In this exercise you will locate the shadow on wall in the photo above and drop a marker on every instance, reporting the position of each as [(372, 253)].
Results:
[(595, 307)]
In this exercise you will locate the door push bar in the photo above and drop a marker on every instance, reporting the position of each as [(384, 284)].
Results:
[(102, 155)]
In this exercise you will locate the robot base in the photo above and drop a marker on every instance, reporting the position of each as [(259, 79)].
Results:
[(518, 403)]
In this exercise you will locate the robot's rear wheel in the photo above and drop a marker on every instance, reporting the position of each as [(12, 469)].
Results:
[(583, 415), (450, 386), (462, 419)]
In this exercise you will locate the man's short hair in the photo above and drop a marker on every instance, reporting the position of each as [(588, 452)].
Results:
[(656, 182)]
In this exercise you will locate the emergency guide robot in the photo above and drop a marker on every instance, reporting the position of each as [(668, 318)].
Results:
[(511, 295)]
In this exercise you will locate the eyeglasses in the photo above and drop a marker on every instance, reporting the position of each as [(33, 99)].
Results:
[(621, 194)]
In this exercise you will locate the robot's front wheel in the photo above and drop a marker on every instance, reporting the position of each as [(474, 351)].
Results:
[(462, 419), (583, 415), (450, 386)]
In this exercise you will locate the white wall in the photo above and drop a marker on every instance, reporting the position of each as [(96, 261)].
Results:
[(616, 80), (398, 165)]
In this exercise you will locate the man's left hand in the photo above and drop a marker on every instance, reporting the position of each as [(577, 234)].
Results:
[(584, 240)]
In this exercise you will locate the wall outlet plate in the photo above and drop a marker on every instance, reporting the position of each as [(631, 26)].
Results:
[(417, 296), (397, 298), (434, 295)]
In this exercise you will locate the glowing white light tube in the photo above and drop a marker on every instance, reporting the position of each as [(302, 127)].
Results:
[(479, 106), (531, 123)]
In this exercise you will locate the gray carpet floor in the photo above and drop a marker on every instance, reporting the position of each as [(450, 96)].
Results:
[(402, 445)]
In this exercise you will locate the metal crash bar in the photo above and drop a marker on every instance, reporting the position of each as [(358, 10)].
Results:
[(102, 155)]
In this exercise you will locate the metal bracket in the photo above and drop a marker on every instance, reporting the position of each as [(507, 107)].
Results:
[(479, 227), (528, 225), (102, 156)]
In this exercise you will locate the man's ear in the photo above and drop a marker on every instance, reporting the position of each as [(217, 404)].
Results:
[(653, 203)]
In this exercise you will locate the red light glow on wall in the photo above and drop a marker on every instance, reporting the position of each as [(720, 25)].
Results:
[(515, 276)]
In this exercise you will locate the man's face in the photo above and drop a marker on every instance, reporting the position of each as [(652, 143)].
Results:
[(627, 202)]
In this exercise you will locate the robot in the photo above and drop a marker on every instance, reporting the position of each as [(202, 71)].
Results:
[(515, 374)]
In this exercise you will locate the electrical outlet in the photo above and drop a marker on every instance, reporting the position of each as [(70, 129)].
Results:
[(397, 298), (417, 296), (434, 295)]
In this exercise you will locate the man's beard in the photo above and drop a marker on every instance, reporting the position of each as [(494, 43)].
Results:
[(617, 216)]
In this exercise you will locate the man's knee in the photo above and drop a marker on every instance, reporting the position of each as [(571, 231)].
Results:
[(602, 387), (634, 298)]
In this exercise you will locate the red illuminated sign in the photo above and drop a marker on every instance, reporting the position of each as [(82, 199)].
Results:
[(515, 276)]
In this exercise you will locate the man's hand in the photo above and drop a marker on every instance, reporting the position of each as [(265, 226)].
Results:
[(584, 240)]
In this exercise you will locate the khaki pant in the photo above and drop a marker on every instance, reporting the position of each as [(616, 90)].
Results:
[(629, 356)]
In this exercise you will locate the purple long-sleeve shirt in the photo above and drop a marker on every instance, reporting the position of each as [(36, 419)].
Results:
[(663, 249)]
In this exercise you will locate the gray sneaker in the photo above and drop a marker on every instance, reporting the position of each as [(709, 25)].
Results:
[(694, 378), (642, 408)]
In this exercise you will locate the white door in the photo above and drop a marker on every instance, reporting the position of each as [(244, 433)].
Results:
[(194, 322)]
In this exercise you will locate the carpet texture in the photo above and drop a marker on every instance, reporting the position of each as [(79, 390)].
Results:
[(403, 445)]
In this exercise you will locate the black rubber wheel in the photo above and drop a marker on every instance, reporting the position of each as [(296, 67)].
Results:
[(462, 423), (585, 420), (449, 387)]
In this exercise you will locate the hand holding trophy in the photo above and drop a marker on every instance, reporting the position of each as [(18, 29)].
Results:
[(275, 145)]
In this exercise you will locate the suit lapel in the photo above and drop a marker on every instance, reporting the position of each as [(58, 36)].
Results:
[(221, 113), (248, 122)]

------------------------------------

#### [Task to complete]
Go through the data and return every record exactly.

#### [Complete answer]
In this exercise you will locate the shadow on wall in the photo above and drop a marker on every instance, reporting the position of each as [(372, 253)].
Results:
[(595, 307)]
In this exercise you will locate the door push bar in the photo above and drop a marker on every instance, reporting the position of each as [(384, 284)].
Results:
[(102, 155)]
In this exercise you will locate the robot base in the photo above and drop a marker on every instance, reporting the position of each as [(259, 79)].
Results:
[(518, 403)]
In this exercise you will locate the robot's rear wheel in the photo above and drop a marker on every instance, reporting the position of each as [(12, 469)].
Results:
[(583, 415), (450, 386), (462, 419)]
In this exercise you will locate the man's short hair in the photo above and drop a marker on every instance, reporting the position of each as [(588, 452)].
Results:
[(656, 182)]
In this exercise you will locate the emergency guide robot in the photo above and drop a marker on every instance, reporting the position of each as [(668, 318)].
Results:
[(511, 295)]
In this exercise you will locate the eyeglasses in the photo above and drop a marker on every instance, reporting the position of each as [(33, 99)].
Results:
[(621, 194)]
In this exercise you will locate the robot's front wheel in the photo above and drop a marker on every instance, reporting the position of each as [(474, 351)].
Results:
[(462, 419), (583, 415), (450, 386)]
In this exercise you will locate the white wall in the photo above and drop a marker on every instance, reporting the position of each as [(96, 261)].
Results:
[(616, 80), (398, 165)]
In this exercise you will locate the man's left hand in the photo above and drop a marker on every instance, reporting the position of each as [(577, 234)].
Results:
[(584, 240)]
In this exercise you will locate the wall outlet plate in the photo above and drop a marker on every instance, reporting the position of each as [(631, 26)].
Results:
[(417, 296), (397, 298), (434, 295)]
In this exercise you will locate the glowing white light tube in the photo above and drop a marker on every instance, reporting the position of each as [(302, 127)].
Results:
[(479, 106), (531, 123)]
In this exercise you will locate the gray carpet floor in the photo above and drop a marker on every instance, reporting the position of each as [(450, 96)].
Results:
[(402, 445)]
In this exercise you will locate the metal crash bar in the photo above and drop a marker on every instance, reporting the position of each as [(358, 10)].
Results:
[(102, 155)]
In this exercise you will locate the metal bracket in the photo above and drop a marker on every instance, reporting the position of each as [(507, 107)].
Results:
[(479, 227), (528, 225), (102, 156)]
In this exercise you will locate the man's ear in the photo above and drop a marker on every instance, reporting the position of each as [(217, 404)].
Results:
[(653, 203)]
In this exercise you will locate the red light glow on wall in the photo above and drop a marker on every instance, reporting the position of each as [(720, 25)].
Results:
[(515, 276)]
In this exercise you will locate the man's face in the photo above and drop a marker on every instance, reporting the position of each as [(652, 143)].
Results:
[(627, 202)]
In this exercise you will locate the robot in the photo above and drop a marker on every instance, reporting the position of each as [(202, 71)].
Results:
[(515, 374)]
In this exercise you will locate the electrical outlet in the photo above and drop a marker on every instance, reporting the position of each as [(70, 129)].
Results:
[(397, 298), (417, 296), (434, 295)]
In this exercise you will locate the man's beard in the photo above and drop a marker on every instance, reporting the position of each as [(494, 43)].
Results:
[(617, 216)]
In this exercise you will locate the man's knee in the photo above and drop a marker on every instance, reporting the position of each as [(571, 231)].
Results:
[(602, 387), (634, 298)]
In this exercise you will locate the red illuminated sign in the photo above and drop a marker on every instance, reporting the position of each as [(82, 199)].
Results:
[(515, 276)]
In this exercise you will locate the man's hand in the photo above and drop a marker on every instance, reporting the position of each as [(265, 226)].
Results:
[(584, 240)]
In this exercise you will locate the khaki pant in the photo above and drop a marker on every instance, reporting the position of each as [(616, 90)].
Results:
[(629, 356)]
In this exercise you will locate the purple long-sleeve shirt in the photo above and drop a marker on every instance, reporting the position of each as [(36, 419)].
Results:
[(663, 249)]
In this exercise you will locate the gray sneaker in the photo above and drop a marker on every instance, reporting the position of each as [(709, 25)].
Results:
[(694, 378), (642, 408)]
In this exercise you will locate the white door in the photo above and drop a marker on every instance, reporting the position of each as [(244, 433)].
Results:
[(194, 322)]
In this exercise you will locate the carpet texture in the photo above and drop a marker on every instance, reporting the position of each as [(79, 390)].
Results:
[(403, 445)]
In this exercise you will locate the black rubber wheel in the photo above and drop a marker on every instance, reporting the position of each as [(296, 67)].
Results:
[(462, 423), (585, 420), (449, 387)]
In this exercise you will locate the hand holding trophy in the photo above and drop a marker on every instance, reporting the position of each as [(18, 29)].
Results:
[(275, 145)]
In this exercise you will locate the suit lapel in the photo above and drop a marker on every instance, reporting the position of each as [(58, 36)].
Results:
[(221, 113), (248, 122)]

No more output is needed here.